## REQUIRED TASK A
From the code in the seaborn excerpt, list every module that is imported, along with the alias each one is given.
## REQUIRED TASK B
Please summarize the seaborn excerpt in two sentences.

## SOURCE EXTRACT
** BEGIN **
Figure-level interface for drawing categorical plots onto a FacetGrid.

import seaborn as sns
sns.set(style="whitegrid")
# Load the example exercise dataset
df = sns.load_dataset("exercise")
# Draw a pointplot to show pulse as a function of three categorical factors
g = sns.catplot(x="pulse", y="time", hue="diet", col="kind",
capsize=.6, palette="YlGnBu_d", height=6, aspect=.75,
kind="point", data=df)
g.despine(left=True)

Output

5. seaborn.stripplot()

Syntax

seaborn.stripplot(x=None, y=None, hue=None, data=None, order=None, hue_order=None, jitter=True, dodge=False, orient=None, color=None, palette=None, size=5, edgecolor='gray', linewidth=0, ax=None, **kwargs)

Draws a scatterplot where one variable is categorical.

import pandas as pd
import seaborn as sns
import matplotlib.pyplot as plt
sns.set(style="whitegrid")
iris = sns.load_dataset("iris")
# "Melt" the dataset to "long-form" or "tidy" representation
iris = pd.melt(iris, "species", var_name="measurement")
** END **
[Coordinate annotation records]
** BEGIN **
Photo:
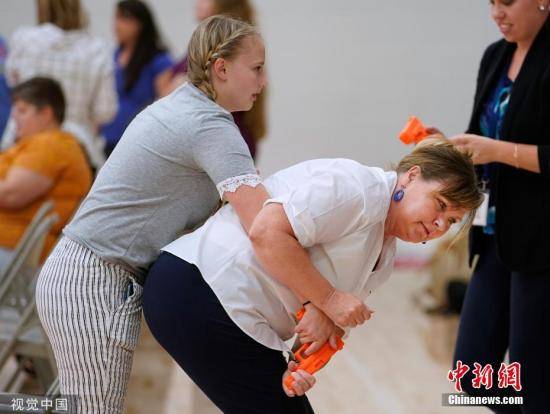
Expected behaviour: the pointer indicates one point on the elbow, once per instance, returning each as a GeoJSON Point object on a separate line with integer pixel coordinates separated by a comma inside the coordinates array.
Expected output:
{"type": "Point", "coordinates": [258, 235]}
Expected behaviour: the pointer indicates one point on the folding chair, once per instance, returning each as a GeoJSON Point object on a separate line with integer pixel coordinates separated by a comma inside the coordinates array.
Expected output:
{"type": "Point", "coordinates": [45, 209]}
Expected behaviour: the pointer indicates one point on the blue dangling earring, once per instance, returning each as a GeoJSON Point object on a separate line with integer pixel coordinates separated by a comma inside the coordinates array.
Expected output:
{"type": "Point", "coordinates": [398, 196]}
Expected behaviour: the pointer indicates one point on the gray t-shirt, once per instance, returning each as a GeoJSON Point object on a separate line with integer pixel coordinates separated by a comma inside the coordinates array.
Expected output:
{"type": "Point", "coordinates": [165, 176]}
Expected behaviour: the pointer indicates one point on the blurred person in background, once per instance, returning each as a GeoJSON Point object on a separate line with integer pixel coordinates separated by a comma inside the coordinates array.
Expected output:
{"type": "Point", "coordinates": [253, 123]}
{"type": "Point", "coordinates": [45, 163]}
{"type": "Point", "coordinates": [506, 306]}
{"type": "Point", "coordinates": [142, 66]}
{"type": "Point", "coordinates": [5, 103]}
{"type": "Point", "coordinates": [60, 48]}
** END **
** BEGIN **
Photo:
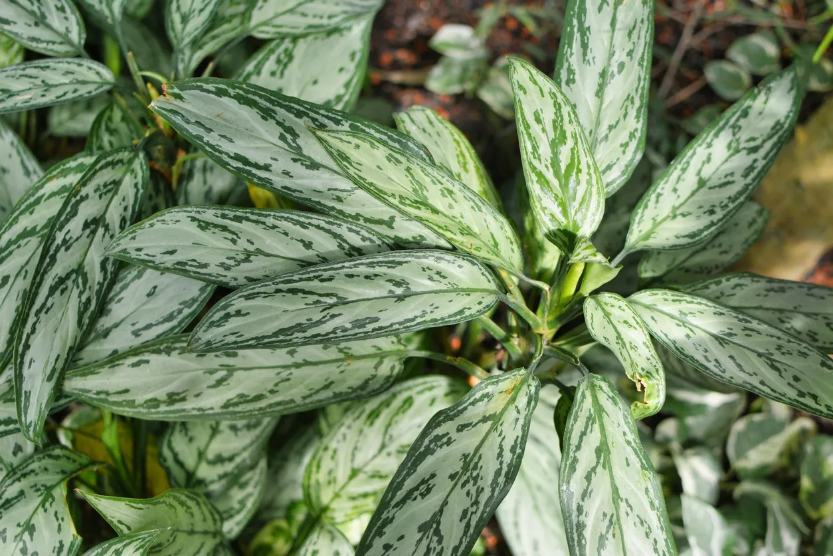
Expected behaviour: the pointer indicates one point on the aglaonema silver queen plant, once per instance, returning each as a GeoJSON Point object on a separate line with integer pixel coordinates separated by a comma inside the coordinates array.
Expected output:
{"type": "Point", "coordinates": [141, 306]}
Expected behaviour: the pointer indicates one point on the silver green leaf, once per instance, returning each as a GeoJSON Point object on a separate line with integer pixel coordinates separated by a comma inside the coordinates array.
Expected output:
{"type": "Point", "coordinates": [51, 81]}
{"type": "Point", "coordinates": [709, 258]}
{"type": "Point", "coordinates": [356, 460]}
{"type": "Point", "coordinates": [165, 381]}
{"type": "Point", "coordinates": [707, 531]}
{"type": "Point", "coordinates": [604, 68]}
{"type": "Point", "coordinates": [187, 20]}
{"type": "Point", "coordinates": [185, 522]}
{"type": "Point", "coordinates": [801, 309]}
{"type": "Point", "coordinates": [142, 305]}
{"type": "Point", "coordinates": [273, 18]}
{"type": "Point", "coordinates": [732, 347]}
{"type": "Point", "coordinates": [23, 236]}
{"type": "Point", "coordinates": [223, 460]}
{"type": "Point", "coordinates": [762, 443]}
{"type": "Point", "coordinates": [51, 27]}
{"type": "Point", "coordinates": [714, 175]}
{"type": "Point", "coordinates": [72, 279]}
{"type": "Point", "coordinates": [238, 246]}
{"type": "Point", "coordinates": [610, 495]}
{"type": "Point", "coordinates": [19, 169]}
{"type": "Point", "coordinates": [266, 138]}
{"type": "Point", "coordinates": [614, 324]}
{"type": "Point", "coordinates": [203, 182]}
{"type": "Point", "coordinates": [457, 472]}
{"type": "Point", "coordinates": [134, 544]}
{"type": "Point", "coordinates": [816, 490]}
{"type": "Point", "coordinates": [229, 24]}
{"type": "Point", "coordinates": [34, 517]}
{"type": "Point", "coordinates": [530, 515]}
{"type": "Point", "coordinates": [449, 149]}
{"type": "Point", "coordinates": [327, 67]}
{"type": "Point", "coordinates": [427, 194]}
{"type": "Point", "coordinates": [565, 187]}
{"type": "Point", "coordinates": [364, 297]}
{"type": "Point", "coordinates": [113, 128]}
** END **
## FINAL RESULT A
seaborn (as sns)
pandas (as pd)
matplotlib.pyplot (as plt)

## FINAL RESULT B
The excerpt describes a figure-level interface for drawing categorical plots onto a FacetGrid, with code that loads the exercise dataset and uses catplot to draw a pointplot showing pulse as a function of three categorical factors. It then gives the syntax of seaborn.stripplot(), which draws a scatterplot where one variable is categorical, and starts an example that loads the iris dataset and melts it to long-form representation.